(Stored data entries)
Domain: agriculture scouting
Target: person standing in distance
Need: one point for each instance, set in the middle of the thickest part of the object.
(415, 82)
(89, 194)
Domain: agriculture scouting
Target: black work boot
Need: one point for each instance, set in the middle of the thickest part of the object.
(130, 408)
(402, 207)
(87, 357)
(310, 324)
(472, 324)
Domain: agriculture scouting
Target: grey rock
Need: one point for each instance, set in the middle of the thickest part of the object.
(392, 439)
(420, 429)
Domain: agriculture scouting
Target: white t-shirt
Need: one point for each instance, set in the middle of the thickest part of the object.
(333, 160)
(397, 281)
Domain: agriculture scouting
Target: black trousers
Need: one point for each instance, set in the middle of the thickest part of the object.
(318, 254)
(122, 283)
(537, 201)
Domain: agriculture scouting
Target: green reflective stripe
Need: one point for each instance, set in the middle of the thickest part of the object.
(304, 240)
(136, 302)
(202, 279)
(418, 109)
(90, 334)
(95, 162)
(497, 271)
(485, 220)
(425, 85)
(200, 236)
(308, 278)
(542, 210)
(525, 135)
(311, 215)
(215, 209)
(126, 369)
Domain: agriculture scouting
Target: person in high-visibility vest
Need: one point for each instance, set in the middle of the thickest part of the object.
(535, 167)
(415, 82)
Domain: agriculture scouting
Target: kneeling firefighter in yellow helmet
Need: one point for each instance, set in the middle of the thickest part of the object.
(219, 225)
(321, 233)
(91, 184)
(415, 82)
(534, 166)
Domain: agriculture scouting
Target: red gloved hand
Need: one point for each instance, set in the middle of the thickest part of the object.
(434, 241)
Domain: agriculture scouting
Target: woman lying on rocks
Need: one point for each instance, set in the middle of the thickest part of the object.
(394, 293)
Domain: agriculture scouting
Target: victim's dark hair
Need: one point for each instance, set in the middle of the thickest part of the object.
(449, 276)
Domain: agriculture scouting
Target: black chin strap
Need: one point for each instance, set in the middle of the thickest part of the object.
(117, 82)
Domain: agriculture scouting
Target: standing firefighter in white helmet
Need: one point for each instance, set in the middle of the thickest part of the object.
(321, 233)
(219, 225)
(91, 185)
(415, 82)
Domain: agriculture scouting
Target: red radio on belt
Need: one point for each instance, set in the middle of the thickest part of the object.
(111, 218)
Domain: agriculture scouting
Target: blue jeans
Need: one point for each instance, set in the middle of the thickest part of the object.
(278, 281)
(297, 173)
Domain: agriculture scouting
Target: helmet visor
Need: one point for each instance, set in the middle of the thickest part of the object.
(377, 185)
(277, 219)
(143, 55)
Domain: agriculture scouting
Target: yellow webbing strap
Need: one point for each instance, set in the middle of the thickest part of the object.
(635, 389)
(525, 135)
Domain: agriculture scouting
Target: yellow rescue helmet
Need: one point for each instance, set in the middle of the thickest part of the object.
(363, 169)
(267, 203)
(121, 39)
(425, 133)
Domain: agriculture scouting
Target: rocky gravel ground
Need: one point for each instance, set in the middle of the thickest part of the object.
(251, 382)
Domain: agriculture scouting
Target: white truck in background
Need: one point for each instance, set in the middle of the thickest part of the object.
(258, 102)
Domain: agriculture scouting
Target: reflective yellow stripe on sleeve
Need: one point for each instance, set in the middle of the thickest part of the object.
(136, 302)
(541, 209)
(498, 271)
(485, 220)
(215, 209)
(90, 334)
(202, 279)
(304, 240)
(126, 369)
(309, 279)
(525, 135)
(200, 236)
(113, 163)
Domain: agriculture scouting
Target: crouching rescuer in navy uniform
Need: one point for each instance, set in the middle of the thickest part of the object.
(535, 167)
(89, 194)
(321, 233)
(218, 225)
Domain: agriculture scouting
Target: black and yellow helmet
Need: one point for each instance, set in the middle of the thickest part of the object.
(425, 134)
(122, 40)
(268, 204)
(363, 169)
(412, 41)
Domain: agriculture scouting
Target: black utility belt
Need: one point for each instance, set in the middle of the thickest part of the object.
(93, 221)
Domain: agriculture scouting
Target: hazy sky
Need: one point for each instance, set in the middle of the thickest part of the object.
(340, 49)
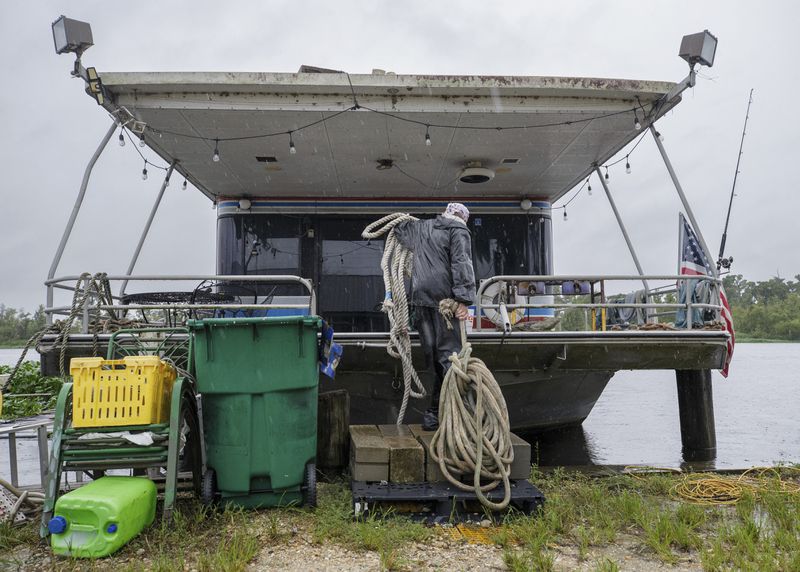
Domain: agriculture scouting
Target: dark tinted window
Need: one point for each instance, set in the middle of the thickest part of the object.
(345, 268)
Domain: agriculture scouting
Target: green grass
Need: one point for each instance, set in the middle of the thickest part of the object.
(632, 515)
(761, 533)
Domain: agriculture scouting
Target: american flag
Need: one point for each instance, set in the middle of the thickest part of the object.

== Task ==
Once the pictures are set aside, repeat each entry exactly as it stands.

== Answer space ==
Domain: agriculture scouting
Target: person standing in distance
Need: one point for each instance, set in the middle of the thickest part of the object.
(415, 82)
(89, 194)
Domain: agriculture scouting
Target: black work boot
Need: one point for each instance, set in the middle of the thickest part of the object.
(130, 408)
(402, 207)
(87, 357)
(310, 324)
(472, 324)
Domain: agriculture scouting
Target: grey rock
Need: one point for each instance, set in the middle of the thickest part of the object.
(392, 439)
(420, 429)
Domain: agriculture scouting
Target: white t-shirt
Need: one point for each instance, set in the middle of the thickest part of the object.
(333, 160)
(397, 281)
Domain: agriculture scouting
Target: black trousers
Need: one point for each instance, set in the middle of the thickest part of the object.
(318, 254)
(122, 283)
(537, 201)
Domain: agriculture scouting
Target: green reflective stripe
Need: one point for each instance, set in the middle of the thickest part of the object.
(304, 240)
(136, 302)
(202, 279)
(418, 109)
(90, 334)
(95, 162)
(497, 271)
(485, 220)
(425, 85)
(200, 236)
(308, 278)
(542, 210)
(525, 135)
(311, 215)
(215, 209)
(126, 369)
Domain: agriculture scouting
Target: person in high-visibility vest
Need: one point for each instance, set in the middle of the thickest part of the object.
(535, 167)
(415, 82)
Domain: agriculture scouting
Target: kneeling firefighter in yellow helmet
Need: one point for each instance, set in the middle of the thickest part of the object.
(219, 225)
(321, 233)
(91, 184)
(415, 82)
(534, 166)
Domain: agriculture scouting
Target: red gloved hand
Need: one point for each instance, set in the middle of the thickest part of the object.
(434, 241)
Domain: agriculture scouting
Target: woman lying on rocks
Need: one point for each instance, set in the middle of the thickest part of the object.
(394, 293)
Domain: agriculture scouting
Target: victim's dark hair
Need: one point for each instance, set in the middle of the thickest part of the object.
(449, 276)
Domain: agriculture scouting
Target: black chin strap
Need: one point for each instance, set in the middle of the thickest part of the object.
(117, 82)
Domain: agriculture scouting
Target: standing firefighter in white helmet
Need: one point for each instance, set in the middle of the thickest part of the object.
(321, 233)
(219, 225)
(91, 185)
(415, 82)
Domain: agriculture scouting
Target: red radio on belt
Need: one point for each instance, set in the middle of the thickest part of the object.
(111, 218)
Domain: agriculture scouting
Target: blue jeans
Need: one point for each instance, set in the middle of the thickest part of the object.
(278, 281)
(297, 173)
Domain: agriculture scouting
Target: helmet visor
Need: one point for each instance, set in the middle of the thickest part of the object.
(377, 185)
(277, 219)
(143, 55)
Domain: agriculture scouting
Target: yellow webbing strap
Need: one point for each instance, set in the middle of the thickest part of the object.
(635, 389)
(525, 135)
Domain: agriculture scouting
Target: yellow rescue helmet
Need: one point for each instance, set in the middle of the thickest part of the object.
(363, 169)
(267, 203)
(121, 39)
(425, 133)
Domain: agriculture scouting
Target: rocky gravel ground
Need: one point for each instance, set in the middle of the thickest part of the object.
(251, 382)
Domain: agriculture scouting
Target: white truck in background
Need: one point for each instance, set in the middle of the thickest part of the object.
(258, 102)
Domain: agriculture scouting
Target: reflective yellow stripe on sleeve
Need: one point for each instance, set in the middle of the thickest part of the object.
(136, 302)
(541, 209)
(498, 271)
(485, 220)
(215, 209)
(90, 334)
(202, 279)
(304, 240)
(126, 369)
(309, 279)
(525, 135)
(200, 236)
(113, 163)
Domain: agriculture scouting
Target: crouching rescuer in navy uniform
Need: one point for each instance, set in the middle of the thickest part of the object.
(535, 167)
(89, 194)
(321, 233)
(218, 225)
Domain: agriculture scouting
Target: black and yellow helmet
Need: one point for each instance, set in the middle of the thickest part of the object.
(425, 134)
(122, 40)
(268, 204)
(363, 169)
(412, 41)
Domain: agriculture scouting
Target: black utility belt
Need: one point for each instance, set in the middle of the thickest part of the object.
(93, 221)
Domain: agriculture scouting
Target: hazy sky
Need: one point for each instance, set in the middle of the thickest part of the object.
(340, 49)
Domain: agriculture scouting
Target: dark tinted window
Need: one point for each instance, set in the middle of the thickest part of the object.
(345, 268)
Domain: agriculture scouting
Target: green grass
Need: one point for each instance, set in the middle of the thickest part of the object.
(632, 515)
(761, 533)
Domain: agriculture scouting
Target: american flag
Need: one point for each instance, set in the middle of the thickest part of the object.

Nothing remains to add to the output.